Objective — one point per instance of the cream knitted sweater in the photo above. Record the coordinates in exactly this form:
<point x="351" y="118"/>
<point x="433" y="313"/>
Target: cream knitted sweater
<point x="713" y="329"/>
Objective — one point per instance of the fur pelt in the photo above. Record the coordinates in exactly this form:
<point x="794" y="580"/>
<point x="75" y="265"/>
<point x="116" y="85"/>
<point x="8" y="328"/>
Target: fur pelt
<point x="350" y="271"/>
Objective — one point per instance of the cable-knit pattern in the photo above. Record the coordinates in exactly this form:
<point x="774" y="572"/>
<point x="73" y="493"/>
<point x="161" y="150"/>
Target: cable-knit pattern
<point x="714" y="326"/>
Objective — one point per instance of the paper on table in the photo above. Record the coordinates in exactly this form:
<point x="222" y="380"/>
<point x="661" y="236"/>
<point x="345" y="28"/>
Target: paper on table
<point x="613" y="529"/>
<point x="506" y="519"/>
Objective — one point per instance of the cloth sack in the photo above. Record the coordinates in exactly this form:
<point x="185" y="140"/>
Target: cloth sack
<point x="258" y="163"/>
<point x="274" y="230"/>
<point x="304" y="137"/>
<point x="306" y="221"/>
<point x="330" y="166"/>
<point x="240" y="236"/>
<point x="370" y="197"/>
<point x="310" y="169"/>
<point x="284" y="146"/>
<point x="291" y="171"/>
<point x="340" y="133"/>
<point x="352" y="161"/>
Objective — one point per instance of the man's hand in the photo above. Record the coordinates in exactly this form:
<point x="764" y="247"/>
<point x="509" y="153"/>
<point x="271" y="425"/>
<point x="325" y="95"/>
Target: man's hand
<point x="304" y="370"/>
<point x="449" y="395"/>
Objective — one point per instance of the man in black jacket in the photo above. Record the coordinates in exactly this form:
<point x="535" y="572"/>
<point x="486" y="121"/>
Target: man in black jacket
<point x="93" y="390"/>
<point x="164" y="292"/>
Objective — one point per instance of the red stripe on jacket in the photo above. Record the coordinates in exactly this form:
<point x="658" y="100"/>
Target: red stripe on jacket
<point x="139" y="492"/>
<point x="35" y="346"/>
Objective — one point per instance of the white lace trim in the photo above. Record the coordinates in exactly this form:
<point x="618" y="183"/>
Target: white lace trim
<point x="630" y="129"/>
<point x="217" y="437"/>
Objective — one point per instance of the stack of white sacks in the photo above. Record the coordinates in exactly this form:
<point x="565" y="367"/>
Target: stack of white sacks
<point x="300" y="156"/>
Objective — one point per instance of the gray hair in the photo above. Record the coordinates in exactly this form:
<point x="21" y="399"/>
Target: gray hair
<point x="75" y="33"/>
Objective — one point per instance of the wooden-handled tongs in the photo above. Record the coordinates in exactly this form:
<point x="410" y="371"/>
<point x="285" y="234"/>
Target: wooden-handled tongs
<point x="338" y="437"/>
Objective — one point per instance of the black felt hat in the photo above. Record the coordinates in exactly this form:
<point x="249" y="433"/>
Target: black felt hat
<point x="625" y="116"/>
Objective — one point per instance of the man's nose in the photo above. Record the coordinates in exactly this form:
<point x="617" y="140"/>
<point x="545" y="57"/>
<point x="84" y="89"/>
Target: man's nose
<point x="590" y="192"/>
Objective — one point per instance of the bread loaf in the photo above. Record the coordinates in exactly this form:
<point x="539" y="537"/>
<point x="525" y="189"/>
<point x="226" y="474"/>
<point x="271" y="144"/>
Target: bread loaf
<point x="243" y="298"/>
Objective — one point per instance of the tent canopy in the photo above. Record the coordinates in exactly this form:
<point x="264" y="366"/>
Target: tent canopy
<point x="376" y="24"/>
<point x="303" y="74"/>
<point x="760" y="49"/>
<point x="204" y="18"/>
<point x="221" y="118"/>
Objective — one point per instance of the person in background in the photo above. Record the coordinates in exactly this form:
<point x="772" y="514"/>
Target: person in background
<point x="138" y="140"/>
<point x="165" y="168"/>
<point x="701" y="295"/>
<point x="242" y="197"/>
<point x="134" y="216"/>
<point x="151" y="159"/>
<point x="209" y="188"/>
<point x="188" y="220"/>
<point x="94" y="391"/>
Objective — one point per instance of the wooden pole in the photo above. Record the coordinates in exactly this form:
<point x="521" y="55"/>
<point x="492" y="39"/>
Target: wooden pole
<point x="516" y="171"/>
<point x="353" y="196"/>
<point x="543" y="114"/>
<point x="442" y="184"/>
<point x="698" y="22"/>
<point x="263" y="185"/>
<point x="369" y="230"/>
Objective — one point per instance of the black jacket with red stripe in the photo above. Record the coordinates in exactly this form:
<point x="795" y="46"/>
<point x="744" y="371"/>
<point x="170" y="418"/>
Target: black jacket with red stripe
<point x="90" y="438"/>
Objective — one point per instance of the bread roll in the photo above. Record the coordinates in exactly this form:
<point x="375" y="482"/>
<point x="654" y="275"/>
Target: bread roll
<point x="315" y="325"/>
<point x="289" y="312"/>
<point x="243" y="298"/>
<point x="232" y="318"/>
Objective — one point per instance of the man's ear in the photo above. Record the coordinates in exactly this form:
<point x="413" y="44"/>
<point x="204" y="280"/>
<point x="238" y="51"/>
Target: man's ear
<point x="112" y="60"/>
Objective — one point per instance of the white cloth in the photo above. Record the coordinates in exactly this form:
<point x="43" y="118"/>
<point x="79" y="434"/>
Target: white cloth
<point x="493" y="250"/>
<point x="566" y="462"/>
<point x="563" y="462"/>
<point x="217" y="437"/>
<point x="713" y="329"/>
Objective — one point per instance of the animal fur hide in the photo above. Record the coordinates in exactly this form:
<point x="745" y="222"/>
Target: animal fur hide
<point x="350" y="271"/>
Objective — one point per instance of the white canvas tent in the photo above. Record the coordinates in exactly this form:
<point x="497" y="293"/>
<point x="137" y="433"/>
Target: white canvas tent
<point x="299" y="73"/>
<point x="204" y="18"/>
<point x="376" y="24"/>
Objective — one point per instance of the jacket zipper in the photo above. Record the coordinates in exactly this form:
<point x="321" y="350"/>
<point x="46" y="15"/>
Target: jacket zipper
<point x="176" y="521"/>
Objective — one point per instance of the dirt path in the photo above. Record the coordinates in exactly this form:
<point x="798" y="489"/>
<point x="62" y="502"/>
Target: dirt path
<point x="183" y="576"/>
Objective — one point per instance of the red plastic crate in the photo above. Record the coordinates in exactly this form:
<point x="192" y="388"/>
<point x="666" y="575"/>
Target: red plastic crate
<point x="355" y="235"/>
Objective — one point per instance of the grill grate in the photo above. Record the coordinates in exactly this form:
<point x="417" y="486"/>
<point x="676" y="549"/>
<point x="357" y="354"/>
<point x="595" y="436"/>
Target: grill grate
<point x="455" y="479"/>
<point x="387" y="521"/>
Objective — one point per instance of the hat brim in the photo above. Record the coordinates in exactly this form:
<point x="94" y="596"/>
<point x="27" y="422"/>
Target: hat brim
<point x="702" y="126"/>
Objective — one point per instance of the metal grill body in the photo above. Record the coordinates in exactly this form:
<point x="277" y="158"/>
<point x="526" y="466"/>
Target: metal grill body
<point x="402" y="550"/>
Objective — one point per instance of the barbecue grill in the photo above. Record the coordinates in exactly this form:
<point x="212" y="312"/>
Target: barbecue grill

• WORK REQUIRED: Update all of the lines above by changing every "Objective" to "Goal". Leave the rest of each line as it is.

• FINISHED EXERCISE:
Goal — one point per instance of the cream knitted sweater in the photo above. Record the coordinates in exactly this form:
<point x="351" y="118"/>
<point x="433" y="313"/>
Target: cream knitted sweater
<point x="713" y="329"/>
Goal — one point per instance of the fur pelt in the photo above. Record the coordinates in exactly this form:
<point x="794" y="580"/>
<point x="75" y="265"/>
<point x="116" y="85"/>
<point x="8" y="328"/>
Target: fur pelt
<point x="350" y="271"/>
Goal — one point per instance of the cable-knit pattern in the photo above. Record the coordinates in exactly this form:
<point x="774" y="572"/>
<point x="73" y="493"/>
<point x="161" y="150"/>
Target: cable-knit pattern
<point x="714" y="326"/>
Goal — one point per instance of the paper on table in the photo above. Record the coordinates in exactly this form:
<point x="222" y="380"/>
<point x="661" y="236"/>
<point x="345" y="28"/>
Target: paper on table
<point x="613" y="529"/>
<point x="506" y="519"/>
Goal — one point per instance of the cloth sack in the photo above. Record the coordinates in exactly this form:
<point x="185" y="140"/>
Target: cloth sack
<point x="258" y="163"/>
<point x="274" y="230"/>
<point x="304" y="137"/>
<point x="306" y="221"/>
<point x="330" y="166"/>
<point x="240" y="236"/>
<point x="370" y="197"/>
<point x="310" y="169"/>
<point x="284" y="146"/>
<point x="291" y="171"/>
<point x="340" y="133"/>
<point x="352" y="161"/>
Goal — one point per instance of the man's hand in the photo above. Record the coordinates in exactly this form:
<point x="764" y="247"/>
<point x="509" y="153"/>
<point x="271" y="425"/>
<point x="325" y="95"/>
Target: man's hand
<point x="304" y="370"/>
<point x="449" y="395"/>
Goal — one point per instance of the man in black jacket in the photo above. Record the coordinates in exactly this form:
<point x="535" y="572"/>
<point x="486" y="121"/>
Target: man in black jacket
<point x="93" y="390"/>
<point x="164" y="292"/>
Goal — one point per instance of the red stripe on jacket in the photo above. Record the coordinates in exactly this form:
<point x="658" y="100"/>
Target: red stripe on jacket
<point x="139" y="492"/>
<point x="35" y="346"/>
Goal — one point per instance of the white lace trim in the photo above. Record the coordinates in exactly this form:
<point x="618" y="183"/>
Target: white lace trim
<point x="630" y="129"/>
<point x="217" y="437"/>
Goal — one point per instance of the stack of white sacks in the photo above. Record the coordinates in exactly this form:
<point x="565" y="367"/>
Target: stack of white sacks
<point x="300" y="156"/>
Goal — one point per instance of the gray hair in the photo above. Record the coordinates in exactly this form:
<point x="21" y="399"/>
Target: gray hair
<point x="75" y="33"/>
Goal — one point per instance of the wooden-handled tongs in the photo above. Record the coordinates in exactly this form:
<point x="410" y="371"/>
<point x="285" y="234"/>
Target: wooden-handled tongs
<point x="338" y="437"/>
Goal — one point per instance of the black felt hat in the photo above. Record the coordinates in exactly this form:
<point x="249" y="433"/>
Target: black felt hat
<point x="625" y="116"/>
Goal — one point per instance of the man's nose in the photo above. Record the coordinates in exactly this form:
<point x="617" y="140"/>
<point x="545" y="57"/>
<point x="84" y="89"/>
Target: man's nose
<point x="590" y="192"/>
Goal — one point per instance of the bread loaf in the photo above. Record the coordinates in exactly this form:
<point x="539" y="537"/>
<point x="525" y="189"/>
<point x="226" y="474"/>
<point x="271" y="144"/>
Target: bread loaf
<point x="243" y="298"/>
Goal — one point per instance of the tent canopy in the photo above. Record the coordinates in exactly this form:
<point x="264" y="366"/>
Target: tent canopy
<point x="376" y="24"/>
<point x="303" y="74"/>
<point x="760" y="49"/>
<point x="204" y="18"/>
<point x="221" y="118"/>
Goal — one point per instance of the person in background in the photo above. Record the coordinates in exactly this form:
<point x="772" y="514"/>
Target: person in background
<point x="138" y="140"/>
<point x="165" y="168"/>
<point x="701" y="295"/>
<point x="242" y="197"/>
<point x="134" y="216"/>
<point x="151" y="159"/>
<point x="209" y="188"/>
<point x="188" y="220"/>
<point x="94" y="391"/>
Goal — one point per instance of the wooden pole in the photo above. Record the coordinates in exactly this form:
<point x="521" y="55"/>
<point x="492" y="39"/>
Target: wooden pole
<point x="516" y="171"/>
<point x="353" y="196"/>
<point x="543" y="114"/>
<point x="442" y="184"/>
<point x="698" y="22"/>
<point x="263" y="185"/>
<point x="369" y="230"/>
Goal — one point per instance of the black jacket with red stripe in the photo above. Record the coordinates in exactly this form:
<point x="795" y="46"/>
<point x="744" y="371"/>
<point x="170" y="418"/>
Target: black jacket with red stripe
<point x="90" y="438"/>
Goal — one point per instance of the bread roll in the photo above. Record the coordinates in exactly this form:
<point x="375" y="482"/>
<point x="654" y="275"/>
Target: bread roll
<point x="315" y="325"/>
<point x="289" y="312"/>
<point x="243" y="298"/>
<point x="232" y="318"/>
Goal — one point per instance of the man's ear in the photo above. Record the coordinates in exactly this form:
<point x="413" y="44"/>
<point x="204" y="280"/>
<point x="238" y="51"/>
Target: man's ear
<point x="112" y="60"/>
Goal — one point per instance of the white cloth in the photo above. Record the coordinates in exactly this form:
<point x="43" y="118"/>
<point x="79" y="434"/>
Target: white cloth
<point x="493" y="250"/>
<point x="566" y="462"/>
<point x="563" y="462"/>
<point x="217" y="437"/>
<point x="713" y="329"/>
Goal — one point per instance of the animal fur hide in the photo above. Record the coordinates in exactly this form:
<point x="745" y="222"/>
Target: animal fur hide
<point x="350" y="271"/>
Goal — one point per instance of the white canvas tent in the photo above. Record the coordinates in exactly this form:
<point x="497" y="293"/>
<point x="137" y="433"/>
Target: white canvas tent
<point x="299" y="73"/>
<point x="204" y="18"/>
<point x="376" y="24"/>
Goal — one point per instance of the jacket zipper in the photo above. Record the coordinates in exactly this form:
<point x="321" y="350"/>
<point x="46" y="15"/>
Target: jacket zipper
<point x="176" y="521"/>
Goal — one point per instance of the dirt path in the photo above. Record the coordinates in exactly this form:
<point x="798" y="489"/>
<point x="62" y="502"/>
Target: dirt path
<point x="183" y="576"/>
Goal — one point per instance of the red plastic crate in the photo above. Record the coordinates in exactly this form:
<point x="192" y="388"/>
<point x="666" y="575"/>
Target: red plastic crate
<point x="355" y="235"/>
Goal — one point per instance of the grill grate in the photo above. Record the coordinates in exactly this form:
<point x="417" y="486"/>
<point x="676" y="549"/>
<point x="357" y="354"/>
<point x="595" y="436"/>
Target: grill grate
<point x="455" y="479"/>
<point x="387" y="521"/>
Goal — one point per instance of the hat brim in the photo above. Record the coordinates in exactly this form:
<point x="94" y="596"/>
<point x="27" y="422"/>
Target: hat brim
<point x="702" y="126"/>
Goal — one point per instance of the metal grill body in the photo above. Record the coordinates in exactly this form:
<point x="277" y="158"/>
<point x="526" y="466"/>
Target: metal grill body
<point x="402" y="550"/>
Goal — one point per instance of the barbecue grill in the photo above. Record the coordinates in exactly this form:
<point x="212" y="312"/>
Target: barbecue grill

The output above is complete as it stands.